Box annotations for photos
================

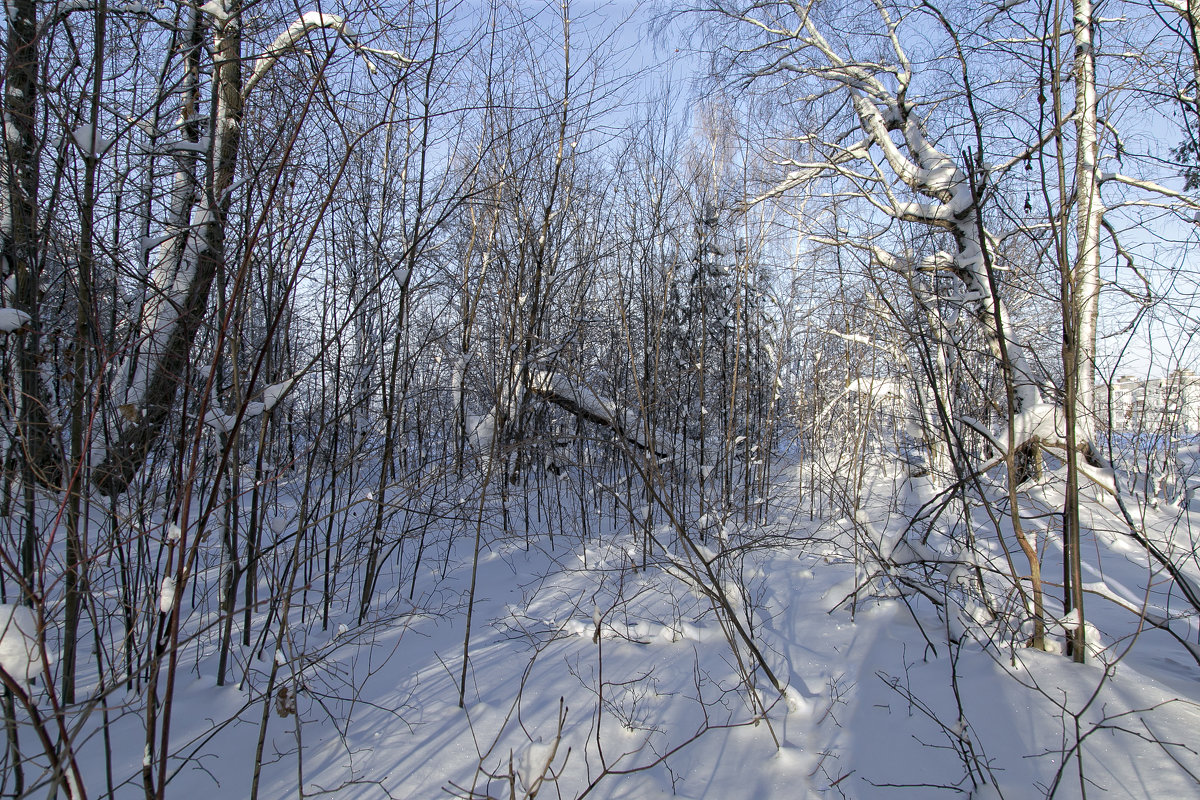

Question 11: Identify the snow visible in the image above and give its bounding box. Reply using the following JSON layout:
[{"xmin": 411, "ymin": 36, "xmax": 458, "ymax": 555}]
[
  {"xmin": 71, "ymin": 122, "xmax": 113, "ymax": 158},
  {"xmin": 158, "ymin": 575, "xmax": 175, "ymax": 614},
  {"xmin": 200, "ymin": 0, "xmax": 229, "ymax": 22},
  {"xmin": 30, "ymin": 443, "xmax": 1200, "ymax": 800},
  {"xmin": 0, "ymin": 308, "xmax": 30, "ymax": 333},
  {"xmin": 263, "ymin": 378, "xmax": 295, "ymax": 411},
  {"xmin": 0, "ymin": 603, "xmax": 43, "ymax": 681}
]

================

Work required:
Pull every line of text from the rows above and reproduce each one character for character. Leave the pictures out.

Correct output:
Question 11: Identify the snow visible in the image above and give its bounding box. Reply using the following JSON layout:
[{"xmin": 411, "ymin": 36, "xmax": 458, "ymax": 555}]
[
  {"xmin": 71, "ymin": 122, "xmax": 113, "ymax": 158},
  {"xmin": 158, "ymin": 575, "xmax": 175, "ymax": 614},
  {"xmin": 200, "ymin": 0, "xmax": 229, "ymax": 22},
  {"xmin": 30, "ymin": 443, "xmax": 1200, "ymax": 800},
  {"xmin": 0, "ymin": 308, "xmax": 30, "ymax": 333},
  {"xmin": 263, "ymin": 378, "xmax": 295, "ymax": 411},
  {"xmin": 0, "ymin": 603, "xmax": 43, "ymax": 681}
]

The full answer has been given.